A rotina era simples: das 10h00 às 12h00 era a “hora de cura” e voltava a repetir-se depois de almoço, das 14h00 às 16h00. A partir daí, as restrições eram levantadas e os utentes eram autorizados a circular até às 18h00. “A cura que eles mais exigiam deles era das 14h00 às 16h00. Era silêncio… completamente”, suspirou.

Eram deitados em macas de ferro alinhadas ao milímetro, aconchegados por cobertores axadrezados já rafados pelo uso, com vista privilegiada para o Caramulo. Ao fundo da galeria, apenas um ecrã para projeção de filmes. Há lugares de silêncio e de espera e este era um deles. Um silêncio profundo que certamente nos faria refletir. “Todos os sanatórios que foram feitos para isto, todos têm essas varandas. As varandas tinham cadeiras de cura, que era de ferro, onde às 14h00 às 16h00 deitavam-se. Nem no quarto podiam ficar a não ser que estivessem acamados. Tinham uma certa exigência nisso”, assinalou. Apesar do levantamento das regras, “eram proibidos de passar dos limites que é um leão que está ali em baixo e outro que está lá em cima. Pelo regulamento interno da estância, não podiam passar daí, mas eles iam até Viseu, fugiam”, lançou, entre sorrisos.

O que fazer:
A: No texto sobre o sanatório, reescreva o trecho que começa em "Eram deitados em" e termina em "lançou, entre sorrisos.", trocando "macas" por "camas".
B: Segundo o texto sobre o sanatório, até que horas os utentes podiam circular depois de levantadas as restrições?
C: Escreva a continuação do texto sobre o sanatório a partir da última frase apresentada.
O material abaixo vem de outra fonte.

Material fornecido:

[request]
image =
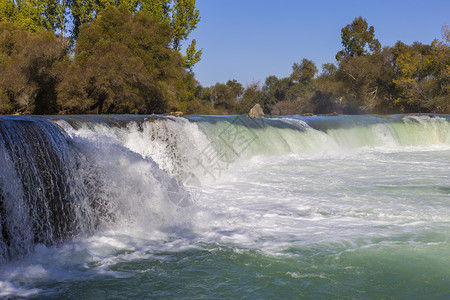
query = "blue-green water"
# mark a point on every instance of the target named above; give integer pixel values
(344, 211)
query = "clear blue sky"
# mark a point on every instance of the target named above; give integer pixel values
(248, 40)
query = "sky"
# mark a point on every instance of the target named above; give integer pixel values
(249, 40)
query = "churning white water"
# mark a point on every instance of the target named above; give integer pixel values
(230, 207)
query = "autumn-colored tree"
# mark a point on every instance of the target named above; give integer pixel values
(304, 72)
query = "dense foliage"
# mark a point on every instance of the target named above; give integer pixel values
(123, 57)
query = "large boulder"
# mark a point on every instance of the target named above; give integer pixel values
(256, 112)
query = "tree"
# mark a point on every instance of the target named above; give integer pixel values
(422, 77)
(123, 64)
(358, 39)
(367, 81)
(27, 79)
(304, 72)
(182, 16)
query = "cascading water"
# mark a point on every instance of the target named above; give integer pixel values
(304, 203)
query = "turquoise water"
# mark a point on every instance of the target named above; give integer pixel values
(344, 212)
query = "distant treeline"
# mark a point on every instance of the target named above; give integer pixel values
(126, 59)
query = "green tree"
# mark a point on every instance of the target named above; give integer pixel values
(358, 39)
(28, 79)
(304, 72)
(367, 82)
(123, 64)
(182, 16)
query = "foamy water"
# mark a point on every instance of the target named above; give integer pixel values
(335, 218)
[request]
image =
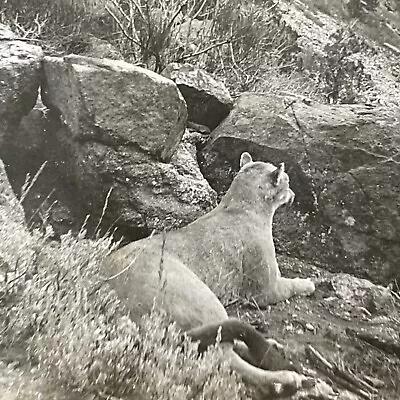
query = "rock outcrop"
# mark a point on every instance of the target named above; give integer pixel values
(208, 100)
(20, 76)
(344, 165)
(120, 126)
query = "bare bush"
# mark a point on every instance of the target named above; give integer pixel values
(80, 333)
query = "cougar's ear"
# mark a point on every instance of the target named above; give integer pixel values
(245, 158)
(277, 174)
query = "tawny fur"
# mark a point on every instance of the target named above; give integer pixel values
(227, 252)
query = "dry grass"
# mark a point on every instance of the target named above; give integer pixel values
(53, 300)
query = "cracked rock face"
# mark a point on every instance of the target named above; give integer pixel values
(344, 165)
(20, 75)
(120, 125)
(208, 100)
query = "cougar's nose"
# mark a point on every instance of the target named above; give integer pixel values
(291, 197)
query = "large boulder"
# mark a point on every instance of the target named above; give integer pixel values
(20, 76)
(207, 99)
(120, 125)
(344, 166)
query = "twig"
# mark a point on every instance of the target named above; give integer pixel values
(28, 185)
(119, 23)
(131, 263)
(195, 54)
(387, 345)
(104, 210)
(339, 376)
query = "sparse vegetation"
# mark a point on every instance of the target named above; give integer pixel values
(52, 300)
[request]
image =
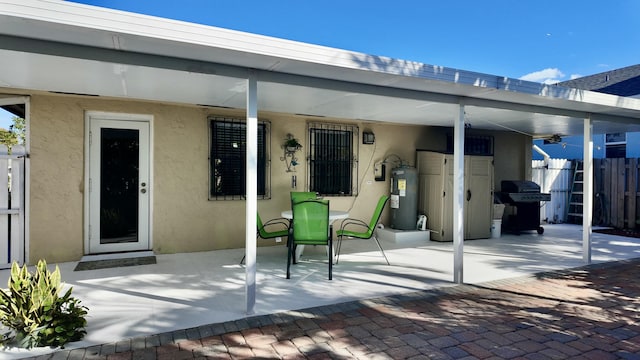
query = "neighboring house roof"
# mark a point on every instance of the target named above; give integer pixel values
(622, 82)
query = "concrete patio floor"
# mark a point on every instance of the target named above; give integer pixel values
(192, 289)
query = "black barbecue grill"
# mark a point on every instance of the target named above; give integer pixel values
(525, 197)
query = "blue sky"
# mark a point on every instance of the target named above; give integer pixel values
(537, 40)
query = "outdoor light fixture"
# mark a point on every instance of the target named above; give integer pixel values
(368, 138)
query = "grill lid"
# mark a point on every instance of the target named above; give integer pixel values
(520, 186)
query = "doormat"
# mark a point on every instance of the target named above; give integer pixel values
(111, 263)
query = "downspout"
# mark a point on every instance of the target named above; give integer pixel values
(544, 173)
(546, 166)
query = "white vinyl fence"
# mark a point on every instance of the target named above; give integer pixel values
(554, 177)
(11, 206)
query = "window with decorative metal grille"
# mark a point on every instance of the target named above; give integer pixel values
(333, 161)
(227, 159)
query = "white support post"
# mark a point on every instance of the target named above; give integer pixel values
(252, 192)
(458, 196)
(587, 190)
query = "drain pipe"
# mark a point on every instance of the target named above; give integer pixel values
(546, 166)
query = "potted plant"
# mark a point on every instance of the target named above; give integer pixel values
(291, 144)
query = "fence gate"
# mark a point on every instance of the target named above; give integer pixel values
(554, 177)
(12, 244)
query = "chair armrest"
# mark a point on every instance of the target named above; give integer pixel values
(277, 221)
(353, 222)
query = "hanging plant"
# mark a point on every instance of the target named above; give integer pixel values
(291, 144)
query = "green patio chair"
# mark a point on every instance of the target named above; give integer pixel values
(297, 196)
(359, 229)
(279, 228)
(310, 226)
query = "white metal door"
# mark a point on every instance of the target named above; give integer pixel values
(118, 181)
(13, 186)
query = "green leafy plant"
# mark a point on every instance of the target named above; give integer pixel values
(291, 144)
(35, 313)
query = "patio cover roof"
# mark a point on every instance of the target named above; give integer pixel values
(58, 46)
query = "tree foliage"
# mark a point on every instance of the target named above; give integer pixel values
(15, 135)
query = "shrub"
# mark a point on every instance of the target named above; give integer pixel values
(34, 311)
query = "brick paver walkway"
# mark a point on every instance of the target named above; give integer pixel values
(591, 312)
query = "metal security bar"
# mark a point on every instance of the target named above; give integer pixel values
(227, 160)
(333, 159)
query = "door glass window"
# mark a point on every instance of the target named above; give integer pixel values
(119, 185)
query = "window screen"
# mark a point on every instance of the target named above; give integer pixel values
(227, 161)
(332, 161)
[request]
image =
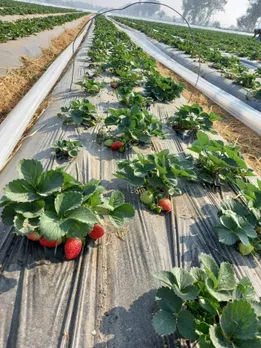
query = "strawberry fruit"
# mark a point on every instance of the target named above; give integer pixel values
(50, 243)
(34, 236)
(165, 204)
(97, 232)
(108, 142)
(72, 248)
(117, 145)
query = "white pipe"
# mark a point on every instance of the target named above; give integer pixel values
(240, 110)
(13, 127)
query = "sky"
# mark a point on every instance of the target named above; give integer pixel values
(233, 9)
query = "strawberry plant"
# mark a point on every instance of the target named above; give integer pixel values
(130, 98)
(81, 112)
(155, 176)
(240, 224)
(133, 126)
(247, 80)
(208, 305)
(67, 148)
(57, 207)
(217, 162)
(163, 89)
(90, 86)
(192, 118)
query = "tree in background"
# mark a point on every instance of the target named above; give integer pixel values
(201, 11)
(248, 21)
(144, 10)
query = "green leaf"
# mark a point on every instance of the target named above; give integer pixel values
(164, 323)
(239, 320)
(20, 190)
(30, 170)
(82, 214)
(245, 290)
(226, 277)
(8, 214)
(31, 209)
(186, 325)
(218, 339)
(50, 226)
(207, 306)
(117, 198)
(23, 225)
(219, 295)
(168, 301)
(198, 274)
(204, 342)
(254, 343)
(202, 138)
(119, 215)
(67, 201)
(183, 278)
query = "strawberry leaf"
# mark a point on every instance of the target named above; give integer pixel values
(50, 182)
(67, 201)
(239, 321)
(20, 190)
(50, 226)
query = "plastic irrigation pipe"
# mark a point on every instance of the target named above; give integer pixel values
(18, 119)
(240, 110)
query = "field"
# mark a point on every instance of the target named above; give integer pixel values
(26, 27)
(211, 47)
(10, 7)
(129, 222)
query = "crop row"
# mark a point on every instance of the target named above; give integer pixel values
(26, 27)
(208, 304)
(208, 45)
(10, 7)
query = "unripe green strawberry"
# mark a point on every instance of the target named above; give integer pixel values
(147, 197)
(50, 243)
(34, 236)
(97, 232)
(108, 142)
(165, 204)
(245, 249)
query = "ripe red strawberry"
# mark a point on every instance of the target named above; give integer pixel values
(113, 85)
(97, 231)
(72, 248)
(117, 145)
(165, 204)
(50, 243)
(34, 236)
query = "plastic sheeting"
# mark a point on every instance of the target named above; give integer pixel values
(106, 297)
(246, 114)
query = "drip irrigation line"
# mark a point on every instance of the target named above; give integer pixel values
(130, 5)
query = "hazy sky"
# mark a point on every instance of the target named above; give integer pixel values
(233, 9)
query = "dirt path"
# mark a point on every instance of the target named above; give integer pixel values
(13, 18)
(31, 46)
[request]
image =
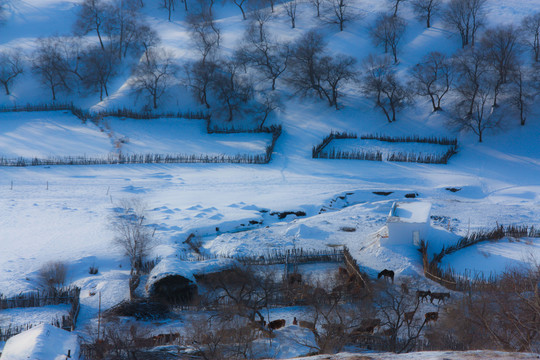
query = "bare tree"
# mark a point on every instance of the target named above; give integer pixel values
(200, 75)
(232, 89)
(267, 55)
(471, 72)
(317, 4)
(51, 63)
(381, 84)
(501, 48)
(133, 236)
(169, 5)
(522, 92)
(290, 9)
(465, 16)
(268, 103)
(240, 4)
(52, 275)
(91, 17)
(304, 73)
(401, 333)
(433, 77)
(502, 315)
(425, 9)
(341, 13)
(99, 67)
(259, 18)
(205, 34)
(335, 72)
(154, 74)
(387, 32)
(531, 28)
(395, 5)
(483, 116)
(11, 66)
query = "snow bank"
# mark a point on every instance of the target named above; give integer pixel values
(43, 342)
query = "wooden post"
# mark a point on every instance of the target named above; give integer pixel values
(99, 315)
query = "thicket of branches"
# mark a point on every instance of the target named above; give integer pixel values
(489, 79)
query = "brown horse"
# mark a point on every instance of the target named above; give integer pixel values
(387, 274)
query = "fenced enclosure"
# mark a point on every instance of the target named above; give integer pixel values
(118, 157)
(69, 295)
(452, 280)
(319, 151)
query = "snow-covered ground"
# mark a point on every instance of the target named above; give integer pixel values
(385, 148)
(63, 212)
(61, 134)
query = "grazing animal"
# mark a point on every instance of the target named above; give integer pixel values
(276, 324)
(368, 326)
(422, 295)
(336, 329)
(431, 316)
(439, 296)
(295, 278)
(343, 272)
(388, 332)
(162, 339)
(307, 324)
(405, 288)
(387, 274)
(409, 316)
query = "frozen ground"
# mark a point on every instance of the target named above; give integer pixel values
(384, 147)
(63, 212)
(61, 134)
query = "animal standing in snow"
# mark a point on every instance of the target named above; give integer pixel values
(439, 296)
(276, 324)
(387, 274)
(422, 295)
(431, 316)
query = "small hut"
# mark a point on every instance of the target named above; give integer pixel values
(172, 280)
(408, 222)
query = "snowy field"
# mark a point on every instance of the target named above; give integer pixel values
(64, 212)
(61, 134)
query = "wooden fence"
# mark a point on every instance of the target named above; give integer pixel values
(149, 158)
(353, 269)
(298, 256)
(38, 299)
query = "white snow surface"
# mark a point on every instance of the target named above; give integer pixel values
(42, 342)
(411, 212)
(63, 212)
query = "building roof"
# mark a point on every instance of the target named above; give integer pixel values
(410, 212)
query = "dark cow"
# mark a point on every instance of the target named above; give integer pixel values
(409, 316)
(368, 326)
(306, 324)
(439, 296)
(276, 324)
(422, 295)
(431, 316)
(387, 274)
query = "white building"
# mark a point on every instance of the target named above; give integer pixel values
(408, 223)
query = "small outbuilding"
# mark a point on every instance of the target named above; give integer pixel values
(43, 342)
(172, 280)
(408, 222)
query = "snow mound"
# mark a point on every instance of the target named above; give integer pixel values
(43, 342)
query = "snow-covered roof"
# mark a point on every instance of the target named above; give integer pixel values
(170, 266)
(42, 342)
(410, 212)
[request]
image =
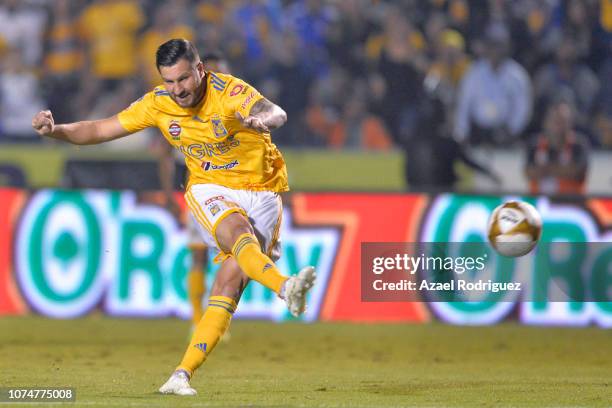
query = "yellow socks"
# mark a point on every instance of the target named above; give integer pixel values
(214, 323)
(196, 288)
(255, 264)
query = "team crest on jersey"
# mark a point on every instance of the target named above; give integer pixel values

Respostas:
A:
Eram deitados em camas de ferro alinhadas ao milímetro, aconchegados por cobertores axadrezados já rafados pelo uso, com vista privilegiada para o Caramulo. Ao fundo da galeria, apenas um ecrã para projeção de filmes. Há lugares de silêncio e de espera e este era um deles. Um silêncio profundo que certamente nos faria refletir. “Todos os sanatórios que foram feitos para isto, todos têm essas varandas. As varandas tinham cadeiras de cura, que era de ferro, onde às 14h00 às 16h00 deitavam-se. Nem no quarto podiam ficar a não ser que estivessem acamados. Tinham uma certa exigência nisso”, assinalou. Apesar do levantamento das regras, “eram proibidos de passar dos limites que é um leão que está ali em baixo e outro que está lá em cima. Pelo regulamento interno da estância, não podiam passar daí, mas eles iam até Viseu, fugiam”, lançou, entre sorrisos.

B: Até às 18h00.

C:
No início, a ciência era pouca e “grande cura inicial era comer” e “eu sei que uma vez, até foi comentado na altura que um utente que estava aqui no Grande Sanatório comeu 14 bifes panados ao almoço”, brincou. Tempos depois, “fazia-se cá muito uma operação que tiravam as costelas, no início era do que eles se socorriam. Chamava-se a isso corte de costelas. Primeiro tiravam o que tinham a tirar, depois a ciência evoluiu e eles começavam a tirar partes. Já foi mais adiantando, vinha aí um médico francês fazer as operações e depois morreu numa viagem para cá”, acrescentou.

Seguiu-se a chamada ‘tentativa e erro’ quando os médicos do Caramulo começaram também a fazer as cirurgias, “mas morriam todos, demoravam tempo demais”, lamentou. Havia também a cura natural. O tuberculoso ficava na estãncia por três ou quatro anos e saí curado. “Normalmente, curavam. Era à base de comer, descansar e os ares”, confirmou, enquanto percorríamos o terreno que contorna o edifício.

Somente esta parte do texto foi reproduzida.